_Records provided_.
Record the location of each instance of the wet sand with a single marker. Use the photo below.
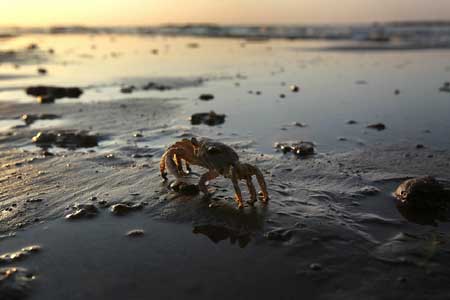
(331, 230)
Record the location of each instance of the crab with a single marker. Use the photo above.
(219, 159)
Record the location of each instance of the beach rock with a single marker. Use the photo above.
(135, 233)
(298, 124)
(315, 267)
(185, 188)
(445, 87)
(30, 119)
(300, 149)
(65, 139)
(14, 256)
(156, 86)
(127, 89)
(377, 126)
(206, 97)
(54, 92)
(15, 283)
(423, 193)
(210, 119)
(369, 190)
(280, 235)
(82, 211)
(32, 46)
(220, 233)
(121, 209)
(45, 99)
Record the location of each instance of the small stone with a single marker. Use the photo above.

--

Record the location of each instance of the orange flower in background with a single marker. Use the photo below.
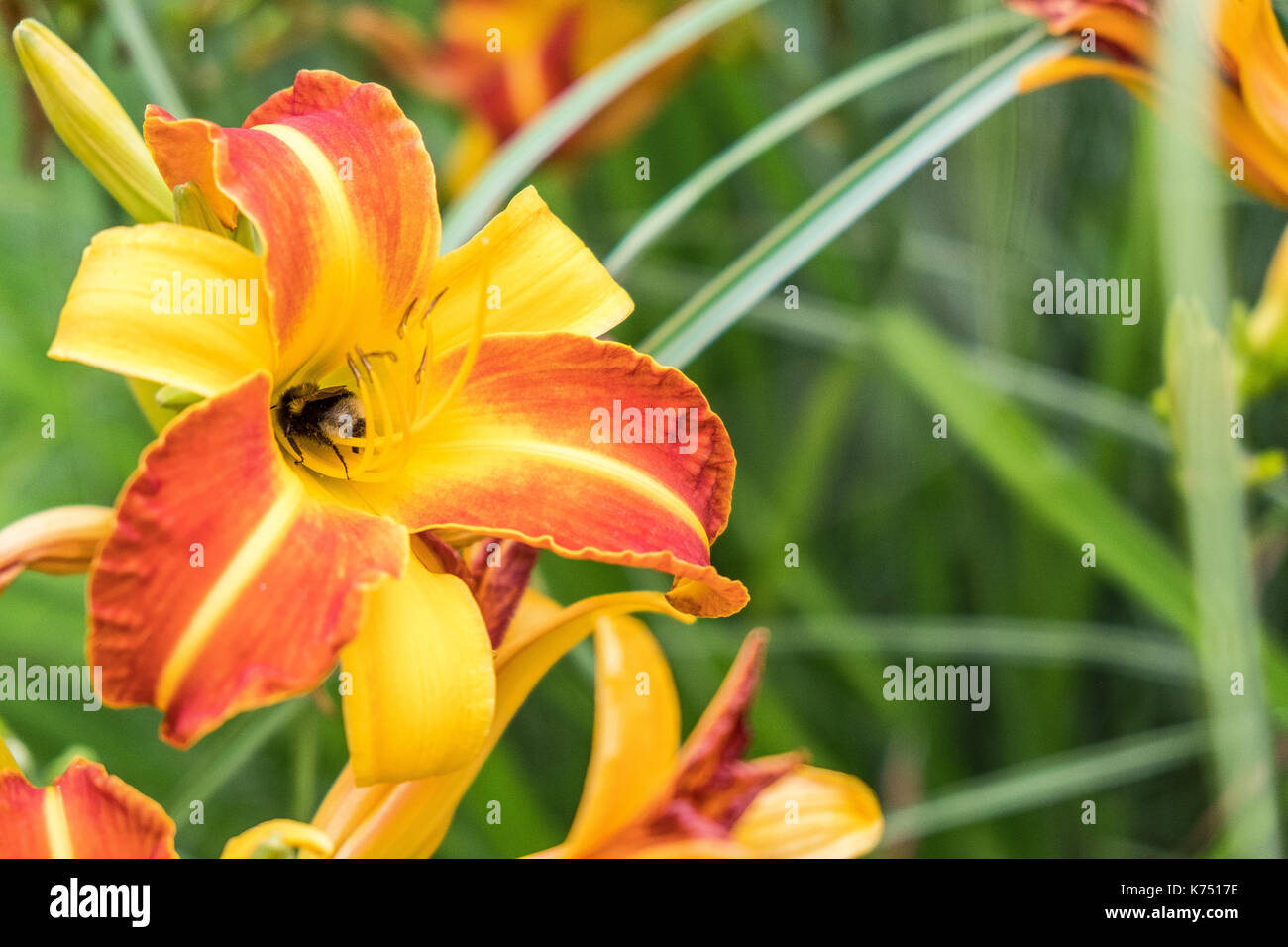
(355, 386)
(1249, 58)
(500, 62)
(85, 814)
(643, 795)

--

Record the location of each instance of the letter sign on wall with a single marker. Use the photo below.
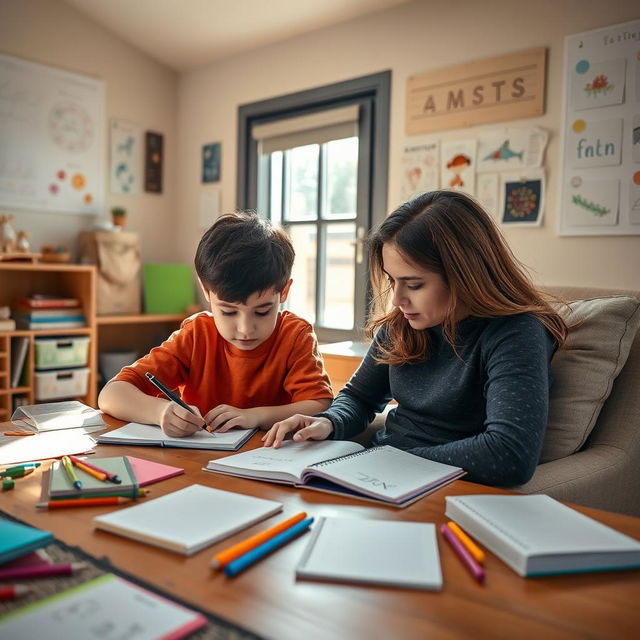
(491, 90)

_What is required_. The material above holds pictures; leave them out. Repeat exactly the lines from the one containing "Record the location of each instance of the wet" through the one containing "Record the location of each instance of the small", and nothing else.

_Answer box_.
Record the location of each instance of the wet sand with a single marker. Use the photo below.
(331, 230)
Record the location of each instance of the crab with a single marker. Use the photo above.
(219, 159)
Record the location of each instance of the beach rock with a single marker. Use the photo above.
(135, 233)
(298, 124)
(315, 267)
(185, 188)
(445, 87)
(30, 119)
(300, 149)
(65, 139)
(14, 256)
(156, 86)
(127, 89)
(377, 126)
(206, 97)
(54, 92)
(15, 283)
(423, 193)
(210, 119)
(369, 190)
(280, 235)
(82, 211)
(32, 46)
(220, 233)
(121, 209)
(45, 99)
Record the location of each instance of the small stone with a single marker. Use the photo above.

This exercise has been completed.